A run of entries
------

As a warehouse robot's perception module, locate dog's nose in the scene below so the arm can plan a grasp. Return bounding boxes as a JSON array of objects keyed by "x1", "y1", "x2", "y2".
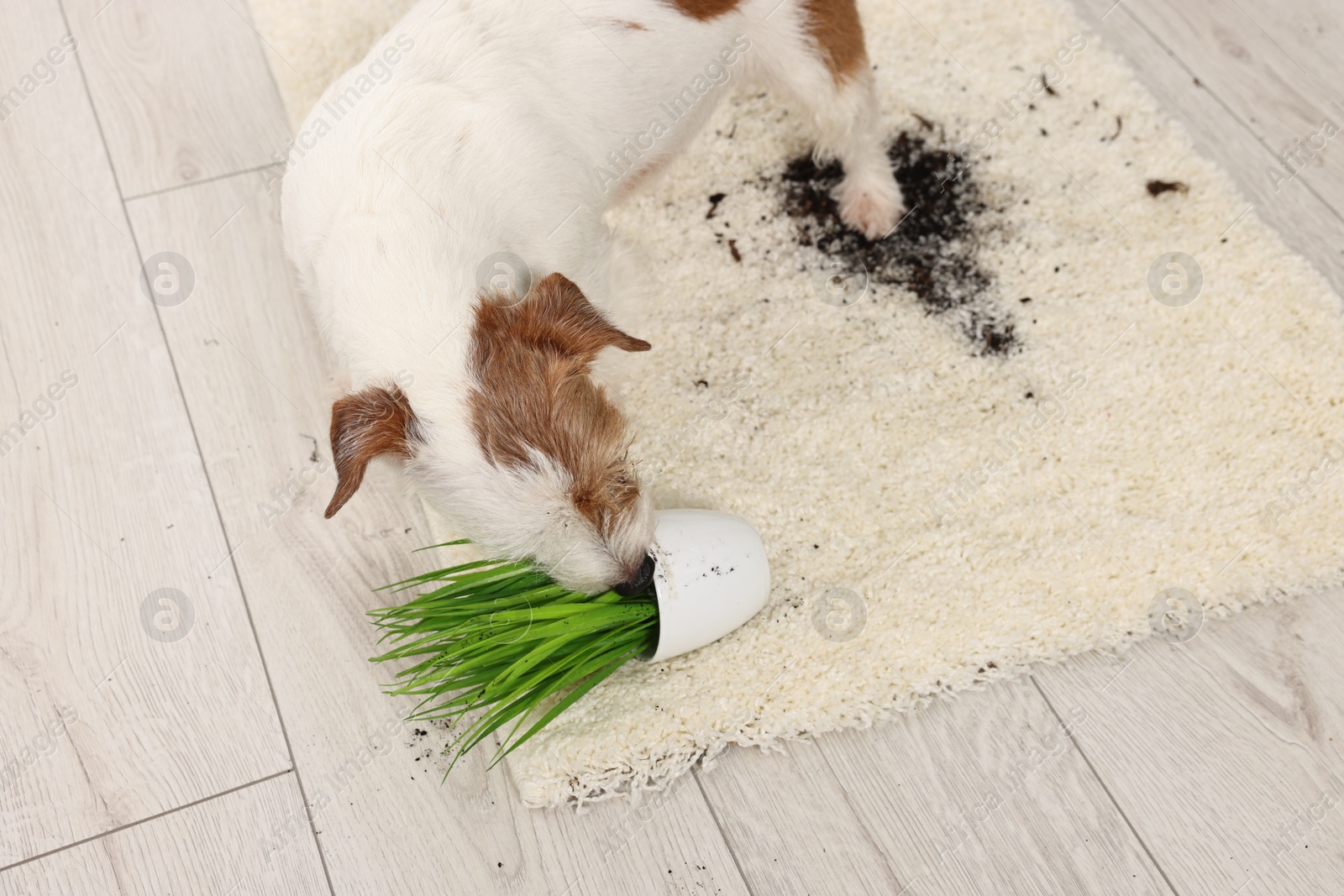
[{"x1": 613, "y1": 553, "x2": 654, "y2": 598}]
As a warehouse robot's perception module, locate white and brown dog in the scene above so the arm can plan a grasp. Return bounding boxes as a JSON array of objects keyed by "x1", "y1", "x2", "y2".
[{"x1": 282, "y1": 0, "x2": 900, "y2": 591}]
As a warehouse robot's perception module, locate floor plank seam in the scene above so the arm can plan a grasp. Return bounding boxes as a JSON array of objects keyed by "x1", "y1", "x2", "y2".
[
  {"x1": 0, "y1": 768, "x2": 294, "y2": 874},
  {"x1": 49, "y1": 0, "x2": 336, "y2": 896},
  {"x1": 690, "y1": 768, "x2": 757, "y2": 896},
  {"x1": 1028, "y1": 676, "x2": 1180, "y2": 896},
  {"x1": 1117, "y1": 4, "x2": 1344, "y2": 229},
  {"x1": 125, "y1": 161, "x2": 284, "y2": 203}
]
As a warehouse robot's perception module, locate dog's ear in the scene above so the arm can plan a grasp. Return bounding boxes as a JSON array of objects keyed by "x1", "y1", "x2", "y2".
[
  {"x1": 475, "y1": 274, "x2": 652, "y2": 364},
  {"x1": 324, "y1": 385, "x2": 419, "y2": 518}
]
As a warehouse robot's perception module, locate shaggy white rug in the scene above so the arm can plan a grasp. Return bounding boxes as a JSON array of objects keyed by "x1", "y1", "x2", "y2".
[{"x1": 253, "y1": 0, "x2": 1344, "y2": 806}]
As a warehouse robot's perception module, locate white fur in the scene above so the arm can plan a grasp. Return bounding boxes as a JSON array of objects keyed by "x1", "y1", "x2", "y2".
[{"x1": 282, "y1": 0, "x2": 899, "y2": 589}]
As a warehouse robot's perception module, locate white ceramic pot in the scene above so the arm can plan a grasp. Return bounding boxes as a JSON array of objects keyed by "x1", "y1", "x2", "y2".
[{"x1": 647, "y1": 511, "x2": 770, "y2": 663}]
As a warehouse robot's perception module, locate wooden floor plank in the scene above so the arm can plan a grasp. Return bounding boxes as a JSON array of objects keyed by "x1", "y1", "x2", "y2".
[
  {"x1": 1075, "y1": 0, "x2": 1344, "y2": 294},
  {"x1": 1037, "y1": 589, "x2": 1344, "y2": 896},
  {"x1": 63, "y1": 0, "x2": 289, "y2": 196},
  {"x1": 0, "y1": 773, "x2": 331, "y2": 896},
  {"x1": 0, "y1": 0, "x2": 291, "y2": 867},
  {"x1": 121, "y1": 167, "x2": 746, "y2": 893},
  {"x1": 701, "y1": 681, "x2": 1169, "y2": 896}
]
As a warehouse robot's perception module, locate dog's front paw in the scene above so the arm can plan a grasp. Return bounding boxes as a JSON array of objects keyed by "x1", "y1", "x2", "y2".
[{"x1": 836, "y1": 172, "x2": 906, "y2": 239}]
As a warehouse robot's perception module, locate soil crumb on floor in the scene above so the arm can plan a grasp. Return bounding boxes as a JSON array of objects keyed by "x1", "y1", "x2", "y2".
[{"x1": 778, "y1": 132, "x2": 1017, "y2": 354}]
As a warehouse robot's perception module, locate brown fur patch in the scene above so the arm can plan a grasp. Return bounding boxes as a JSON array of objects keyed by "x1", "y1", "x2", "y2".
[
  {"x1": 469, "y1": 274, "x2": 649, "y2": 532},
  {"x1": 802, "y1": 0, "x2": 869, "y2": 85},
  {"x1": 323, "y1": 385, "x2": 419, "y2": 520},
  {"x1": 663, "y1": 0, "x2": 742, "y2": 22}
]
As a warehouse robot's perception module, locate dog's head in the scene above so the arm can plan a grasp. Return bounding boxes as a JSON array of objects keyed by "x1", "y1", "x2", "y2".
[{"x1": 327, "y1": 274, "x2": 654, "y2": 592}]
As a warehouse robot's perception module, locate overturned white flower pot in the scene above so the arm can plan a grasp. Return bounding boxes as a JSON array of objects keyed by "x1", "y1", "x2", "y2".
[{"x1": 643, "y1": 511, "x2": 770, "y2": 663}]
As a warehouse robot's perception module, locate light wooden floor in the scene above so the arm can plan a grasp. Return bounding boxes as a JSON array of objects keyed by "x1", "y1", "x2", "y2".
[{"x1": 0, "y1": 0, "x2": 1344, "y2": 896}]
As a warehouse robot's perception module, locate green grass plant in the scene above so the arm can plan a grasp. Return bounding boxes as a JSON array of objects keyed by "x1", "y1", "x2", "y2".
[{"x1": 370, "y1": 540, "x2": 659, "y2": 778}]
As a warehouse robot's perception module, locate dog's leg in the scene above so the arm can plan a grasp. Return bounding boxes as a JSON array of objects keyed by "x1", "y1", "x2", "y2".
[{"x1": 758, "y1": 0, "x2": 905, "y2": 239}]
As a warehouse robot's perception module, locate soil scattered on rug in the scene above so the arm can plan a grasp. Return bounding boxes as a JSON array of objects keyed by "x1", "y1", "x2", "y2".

------

**Given problem**
Extract every entry above verbatim, leaving out the pictures.

**Exercise solution**
As a warehouse robot's perception module, locate dog's nose in the scene below so the arm can plan a grasp. Return bounding boxes as a JSON array of objects keyed by "x1", "y1", "x2", "y2".
[{"x1": 613, "y1": 553, "x2": 654, "y2": 598}]
As a warehouse robot's perception module, locate white and brown dog in the scene above so the arm can plan a grasp. Return bounding boxes as a JSON array of objects keyed by "x1", "y1", "x2", "y2".
[{"x1": 282, "y1": 0, "x2": 900, "y2": 591}]
As a warehouse robot's perception module, locate floor plank seam in the scene above so the arm can plan a grasp. Return bounding boxes as a JSON array of objects keyed by "x1", "y1", "x2", "y2".
[
  {"x1": 0, "y1": 768, "x2": 294, "y2": 874},
  {"x1": 49, "y1": 0, "x2": 336, "y2": 896},
  {"x1": 690, "y1": 768, "x2": 757, "y2": 896},
  {"x1": 1028, "y1": 676, "x2": 1180, "y2": 896},
  {"x1": 1117, "y1": 4, "x2": 1344, "y2": 229},
  {"x1": 125, "y1": 161, "x2": 284, "y2": 203}
]
As a warehouse robot's perception module, locate dog's ear in the scene above so the arm can plan a grasp. Return bounding boxes as a JSON array of objects keyed by "x1", "y1", "x2", "y2".
[
  {"x1": 475, "y1": 274, "x2": 652, "y2": 364},
  {"x1": 324, "y1": 385, "x2": 419, "y2": 518}
]
As a warehouse robot's perception module, locate shaggy white rug in the scene above so the arm can plan a grasp. Return bounding boxes as a JSON array of objects keyed by "x1", "y1", "x2", "y2".
[{"x1": 253, "y1": 0, "x2": 1344, "y2": 806}]
As a warehouse robot's perception module, locate white fur in the scene above so the arm can plan a grasp. Return bounding boxes as a JSON array of objects keyed by "x1", "y1", "x2", "y2".
[{"x1": 282, "y1": 0, "x2": 899, "y2": 589}]
As a warehouse robot's perception module, locate white ceramic pot in the scene above so the arm can plan a grasp. Return bounding boxes as a JSON array of objects keyed by "x1", "y1", "x2", "y2".
[{"x1": 647, "y1": 511, "x2": 770, "y2": 663}]
As a warehouse robot's perception module, locate wooden floor plank in the scene above so the arm can plan a grasp. Return bounding boxes as a JSON array of objects keyed by "x1", "y1", "x2", "y2".
[
  {"x1": 1075, "y1": 0, "x2": 1344, "y2": 294},
  {"x1": 1037, "y1": 589, "x2": 1344, "y2": 896},
  {"x1": 63, "y1": 0, "x2": 289, "y2": 196},
  {"x1": 0, "y1": 773, "x2": 331, "y2": 896},
  {"x1": 0, "y1": 0, "x2": 291, "y2": 867},
  {"x1": 121, "y1": 167, "x2": 746, "y2": 893},
  {"x1": 701, "y1": 681, "x2": 1169, "y2": 896}
]
As a warehouse robot's perception module, locate dog's front paw in the scene above so the arm can plan a grasp. Return bounding boxes as a JSON array of objects keyed by "x1", "y1", "x2", "y2".
[{"x1": 836, "y1": 172, "x2": 906, "y2": 239}]
As a warehouse robot's perception module, locate soil crumb on floor in the scene above so the arm can plan a grasp. Return bounding boxes as a JSON array of objects keyed by "x1", "y1", "x2", "y2".
[{"x1": 778, "y1": 132, "x2": 1017, "y2": 354}]
As a warehouse robot's perception module, locate brown fur patch in the scene above so the arm can plan a grasp. Return bounding boxes as a JSON array of objects keyed by "x1", "y1", "x2", "y2".
[
  {"x1": 469, "y1": 274, "x2": 649, "y2": 532},
  {"x1": 802, "y1": 0, "x2": 869, "y2": 85},
  {"x1": 323, "y1": 385, "x2": 419, "y2": 520},
  {"x1": 663, "y1": 0, "x2": 742, "y2": 22}
]
As a warehouse robot's perception module, locate dog's head in the scene above so the arm can plan a grasp. Return bounding boxes as a JSON array of objects keyed by "x1", "y1", "x2", "y2".
[{"x1": 327, "y1": 274, "x2": 654, "y2": 592}]
As a warehouse robot's perception module, locate overturned white flower pot in the scene above so the arm can plan a grasp. Return bounding boxes as a JSON array of objects keyed by "x1", "y1", "x2", "y2".
[{"x1": 643, "y1": 511, "x2": 770, "y2": 663}]
As a warehouse robot's perception module, locate light wooden floor in the scene above so the arm can plan a grasp. Return bounding boxes as a JSON array of objects keyed by "x1", "y1", "x2", "y2".
[{"x1": 0, "y1": 0, "x2": 1344, "y2": 896}]
As a warehouse robot's perception module, locate green grass plant in the scene above so the arm can plan a grasp. Return bounding boxes as a JSON array of objects keyed by "x1", "y1", "x2", "y2".
[{"x1": 370, "y1": 540, "x2": 659, "y2": 778}]
As a warehouse robot's perception module, locate dog's leg in the scene above so the arm can plan a grasp. Return bounding boxes as a JSON array of objects keyed by "x1", "y1", "x2", "y2".
[{"x1": 758, "y1": 0, "x2": 905, "y2": 239}]
As a warehouse robot's perception module, locate soil scattered on rug in the scene above so the arm can plan a grasp. Return bounding boxes as a JSON array of objects keyed by "x1", "y1", "x2", "y2".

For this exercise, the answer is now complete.